━━━ Records for processing

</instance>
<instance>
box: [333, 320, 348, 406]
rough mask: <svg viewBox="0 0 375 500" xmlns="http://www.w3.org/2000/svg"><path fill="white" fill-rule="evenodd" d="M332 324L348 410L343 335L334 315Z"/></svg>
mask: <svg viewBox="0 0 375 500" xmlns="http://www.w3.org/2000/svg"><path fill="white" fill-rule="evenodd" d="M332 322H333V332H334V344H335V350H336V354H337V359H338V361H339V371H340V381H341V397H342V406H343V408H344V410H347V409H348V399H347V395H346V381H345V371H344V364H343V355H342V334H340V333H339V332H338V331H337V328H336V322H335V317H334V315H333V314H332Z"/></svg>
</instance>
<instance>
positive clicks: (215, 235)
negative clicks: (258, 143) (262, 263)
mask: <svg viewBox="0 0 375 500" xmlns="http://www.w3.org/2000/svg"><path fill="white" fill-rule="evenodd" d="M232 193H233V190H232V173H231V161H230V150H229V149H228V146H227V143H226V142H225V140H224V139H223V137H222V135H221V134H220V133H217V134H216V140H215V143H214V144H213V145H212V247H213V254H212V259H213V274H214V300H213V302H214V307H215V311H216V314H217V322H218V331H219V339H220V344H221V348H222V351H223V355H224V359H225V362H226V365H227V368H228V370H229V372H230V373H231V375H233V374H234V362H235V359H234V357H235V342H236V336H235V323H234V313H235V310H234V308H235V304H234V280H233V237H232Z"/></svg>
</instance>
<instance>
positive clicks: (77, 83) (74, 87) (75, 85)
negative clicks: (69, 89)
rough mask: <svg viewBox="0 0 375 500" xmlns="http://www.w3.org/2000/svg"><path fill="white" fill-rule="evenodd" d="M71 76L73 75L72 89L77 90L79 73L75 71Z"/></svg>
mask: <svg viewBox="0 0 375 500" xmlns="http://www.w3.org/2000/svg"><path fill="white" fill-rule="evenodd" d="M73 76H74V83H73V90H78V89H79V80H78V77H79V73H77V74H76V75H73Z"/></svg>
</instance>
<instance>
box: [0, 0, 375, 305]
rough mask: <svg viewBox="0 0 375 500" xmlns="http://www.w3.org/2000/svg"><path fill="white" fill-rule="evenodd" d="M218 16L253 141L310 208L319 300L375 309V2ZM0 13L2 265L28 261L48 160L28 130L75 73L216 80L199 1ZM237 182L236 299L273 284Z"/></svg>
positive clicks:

━━━━━━
━━━ Records for processing

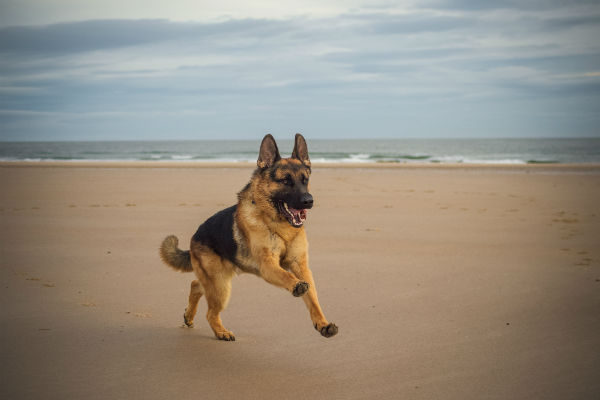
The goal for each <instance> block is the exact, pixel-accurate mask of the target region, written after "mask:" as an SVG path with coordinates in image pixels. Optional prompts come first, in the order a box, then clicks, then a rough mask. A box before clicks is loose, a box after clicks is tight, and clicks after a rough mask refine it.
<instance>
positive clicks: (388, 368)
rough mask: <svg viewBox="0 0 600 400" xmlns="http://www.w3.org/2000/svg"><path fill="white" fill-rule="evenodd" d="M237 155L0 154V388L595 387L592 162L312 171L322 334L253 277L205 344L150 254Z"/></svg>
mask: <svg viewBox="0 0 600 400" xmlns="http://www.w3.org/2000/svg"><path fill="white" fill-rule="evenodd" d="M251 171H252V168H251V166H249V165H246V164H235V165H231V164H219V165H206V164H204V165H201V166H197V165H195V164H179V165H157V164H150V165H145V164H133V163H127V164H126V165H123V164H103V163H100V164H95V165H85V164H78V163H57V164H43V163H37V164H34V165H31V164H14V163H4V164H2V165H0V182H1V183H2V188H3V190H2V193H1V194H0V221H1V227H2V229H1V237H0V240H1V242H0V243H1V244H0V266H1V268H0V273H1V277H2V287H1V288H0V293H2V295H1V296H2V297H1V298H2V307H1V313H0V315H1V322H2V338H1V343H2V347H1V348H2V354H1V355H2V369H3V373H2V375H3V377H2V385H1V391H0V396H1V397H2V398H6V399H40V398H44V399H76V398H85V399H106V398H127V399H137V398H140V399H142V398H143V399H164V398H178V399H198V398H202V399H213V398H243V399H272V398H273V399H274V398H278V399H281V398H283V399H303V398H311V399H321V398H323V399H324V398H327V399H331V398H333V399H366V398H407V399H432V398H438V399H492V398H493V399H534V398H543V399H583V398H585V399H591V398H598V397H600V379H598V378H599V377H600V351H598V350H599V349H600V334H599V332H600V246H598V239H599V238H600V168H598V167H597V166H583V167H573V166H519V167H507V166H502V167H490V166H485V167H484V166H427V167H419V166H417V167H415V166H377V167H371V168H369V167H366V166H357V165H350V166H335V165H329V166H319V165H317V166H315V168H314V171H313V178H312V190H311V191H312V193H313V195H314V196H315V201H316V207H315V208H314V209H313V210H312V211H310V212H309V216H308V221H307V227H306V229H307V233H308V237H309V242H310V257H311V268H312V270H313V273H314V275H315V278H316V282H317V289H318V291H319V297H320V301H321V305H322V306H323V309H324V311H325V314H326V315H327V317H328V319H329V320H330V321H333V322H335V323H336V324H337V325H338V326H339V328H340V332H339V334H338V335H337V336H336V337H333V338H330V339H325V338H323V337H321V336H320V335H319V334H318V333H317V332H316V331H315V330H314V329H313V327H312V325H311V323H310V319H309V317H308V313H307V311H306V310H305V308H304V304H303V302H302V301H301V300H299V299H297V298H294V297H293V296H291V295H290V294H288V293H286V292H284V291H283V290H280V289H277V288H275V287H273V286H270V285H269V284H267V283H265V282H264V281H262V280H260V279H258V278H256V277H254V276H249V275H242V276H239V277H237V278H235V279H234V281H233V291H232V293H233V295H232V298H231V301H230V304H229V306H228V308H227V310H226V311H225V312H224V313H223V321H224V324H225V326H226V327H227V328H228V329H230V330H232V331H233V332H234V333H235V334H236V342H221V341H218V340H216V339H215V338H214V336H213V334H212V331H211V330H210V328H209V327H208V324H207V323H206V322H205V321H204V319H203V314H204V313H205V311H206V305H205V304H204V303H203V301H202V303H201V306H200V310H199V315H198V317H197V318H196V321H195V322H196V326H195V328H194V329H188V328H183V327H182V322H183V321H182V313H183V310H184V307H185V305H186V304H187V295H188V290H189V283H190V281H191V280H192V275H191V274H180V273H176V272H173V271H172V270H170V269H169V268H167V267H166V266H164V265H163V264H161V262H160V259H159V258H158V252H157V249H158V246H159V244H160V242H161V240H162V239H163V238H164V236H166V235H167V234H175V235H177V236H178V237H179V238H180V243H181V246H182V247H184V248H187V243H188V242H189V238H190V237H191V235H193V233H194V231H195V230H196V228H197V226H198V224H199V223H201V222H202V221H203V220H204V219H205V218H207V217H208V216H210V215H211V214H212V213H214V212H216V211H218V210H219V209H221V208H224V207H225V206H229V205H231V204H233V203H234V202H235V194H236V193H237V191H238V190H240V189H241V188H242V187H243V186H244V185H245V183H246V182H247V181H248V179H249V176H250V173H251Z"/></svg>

━━━━━━

* Problem description: For each line above that contains the word "positive", make a copy.

* Written reply:
positive clicks: (215, 235)
positive clicks: (77, 83) (74, 87) (75, 85)
positive clicks:
positive clicks: (388, 368)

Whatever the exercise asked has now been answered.